# Task brief
Each line from the one containing "Would you mind indicating the forehead" to the end of the records should be copied exactly, and no other line.

# Material provided
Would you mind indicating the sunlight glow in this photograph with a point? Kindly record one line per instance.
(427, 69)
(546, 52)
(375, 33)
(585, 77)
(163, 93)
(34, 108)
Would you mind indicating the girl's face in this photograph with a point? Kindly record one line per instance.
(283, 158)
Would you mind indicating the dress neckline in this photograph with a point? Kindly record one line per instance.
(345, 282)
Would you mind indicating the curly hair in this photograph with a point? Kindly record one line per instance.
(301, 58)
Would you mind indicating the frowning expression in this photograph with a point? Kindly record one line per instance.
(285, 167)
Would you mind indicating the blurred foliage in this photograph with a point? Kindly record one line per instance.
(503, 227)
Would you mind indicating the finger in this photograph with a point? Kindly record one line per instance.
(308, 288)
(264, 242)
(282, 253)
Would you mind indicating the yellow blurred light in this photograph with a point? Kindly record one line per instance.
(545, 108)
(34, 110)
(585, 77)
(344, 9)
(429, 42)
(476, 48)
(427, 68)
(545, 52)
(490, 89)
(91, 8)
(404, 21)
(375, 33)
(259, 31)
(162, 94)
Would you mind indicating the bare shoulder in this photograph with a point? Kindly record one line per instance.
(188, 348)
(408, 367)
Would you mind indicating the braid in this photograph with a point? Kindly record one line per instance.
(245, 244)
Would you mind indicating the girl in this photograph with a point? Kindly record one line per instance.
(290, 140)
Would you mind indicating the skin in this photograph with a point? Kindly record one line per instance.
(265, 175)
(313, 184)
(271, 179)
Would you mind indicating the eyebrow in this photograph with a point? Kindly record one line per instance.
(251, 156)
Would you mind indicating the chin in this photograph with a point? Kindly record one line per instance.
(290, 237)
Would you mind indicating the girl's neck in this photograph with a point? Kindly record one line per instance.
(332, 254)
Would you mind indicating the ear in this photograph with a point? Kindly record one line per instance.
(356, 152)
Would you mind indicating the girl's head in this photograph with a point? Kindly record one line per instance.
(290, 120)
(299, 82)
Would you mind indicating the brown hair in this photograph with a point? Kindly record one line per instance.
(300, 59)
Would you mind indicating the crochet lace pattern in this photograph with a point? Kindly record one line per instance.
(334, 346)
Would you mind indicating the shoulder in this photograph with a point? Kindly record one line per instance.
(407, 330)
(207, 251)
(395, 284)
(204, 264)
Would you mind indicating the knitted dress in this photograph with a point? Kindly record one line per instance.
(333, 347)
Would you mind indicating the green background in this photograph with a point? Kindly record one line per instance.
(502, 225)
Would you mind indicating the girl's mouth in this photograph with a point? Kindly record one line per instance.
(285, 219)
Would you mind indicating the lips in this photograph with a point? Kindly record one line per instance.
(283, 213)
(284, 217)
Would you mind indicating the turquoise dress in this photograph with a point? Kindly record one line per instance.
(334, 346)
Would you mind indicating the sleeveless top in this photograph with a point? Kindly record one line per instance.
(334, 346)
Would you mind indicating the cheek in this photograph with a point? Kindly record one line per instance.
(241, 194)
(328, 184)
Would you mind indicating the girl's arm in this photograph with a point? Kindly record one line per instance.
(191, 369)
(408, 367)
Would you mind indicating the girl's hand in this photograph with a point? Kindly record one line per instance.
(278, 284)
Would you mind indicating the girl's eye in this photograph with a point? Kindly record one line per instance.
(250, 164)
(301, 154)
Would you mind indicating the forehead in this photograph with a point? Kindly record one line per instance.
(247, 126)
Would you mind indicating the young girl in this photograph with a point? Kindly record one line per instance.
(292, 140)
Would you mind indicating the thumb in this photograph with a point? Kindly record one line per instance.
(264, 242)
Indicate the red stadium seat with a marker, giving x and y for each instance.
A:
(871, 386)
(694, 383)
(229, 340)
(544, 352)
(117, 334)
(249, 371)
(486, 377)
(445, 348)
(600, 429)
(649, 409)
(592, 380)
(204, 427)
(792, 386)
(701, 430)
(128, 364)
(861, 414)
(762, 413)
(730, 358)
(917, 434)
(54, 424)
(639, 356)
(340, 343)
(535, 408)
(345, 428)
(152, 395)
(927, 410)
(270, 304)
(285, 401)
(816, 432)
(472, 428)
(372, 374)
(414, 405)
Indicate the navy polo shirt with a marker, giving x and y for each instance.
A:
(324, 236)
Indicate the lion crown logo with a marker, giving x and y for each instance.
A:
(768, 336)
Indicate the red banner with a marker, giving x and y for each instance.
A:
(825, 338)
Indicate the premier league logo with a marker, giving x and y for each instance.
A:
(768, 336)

# Answer space
Would you mind indicating the forehead in this photograph with a point? Kindly record one line per instance.
(247, 126)
Would you mind indicating the young girl in this photograph with a point? Kindly record one line per instance.
(292, 140)
Would you mind indicating the thumb in this photograph with a point? Kindly record one line per instance.
(264, 242)
Indicate the red stadium seat with a marker, giving x and y for each instance.
A:
(871, 386)
(694, 383)
(229, 340)
(544, 352)
(117, 334)
(249, 371)
(486, 377)
(445, 348)
(600, 429)
(649, 409)
(592, 380)
(204, 427)
(792, 386)
(701, 430)
(128, 364)
(861, 414)
(762, 413)
(730, 358)
(917, 434)
(54, 424)
(639, 356)
(340, 343)
(535, 408)
(345, 428)
(152, 395)
(927, 410)
(270, 304)
(285, 401)
(816, 432)
(472, 428)
(372, 374)
(414, 405)
Indicate the navy polo shirt with a marker, giving x and y for each instance.
A:
(324, 236)
Indicate the lion crown logo with a marker, giving x and y for each instance.
A:
(768, 336)
Indicate the red banner with a marker, giving x and y for each instance.
A:
(825, 338)
Indicate the premier league logo with a marker, giving x and y for each instance.
A:
(768, 336)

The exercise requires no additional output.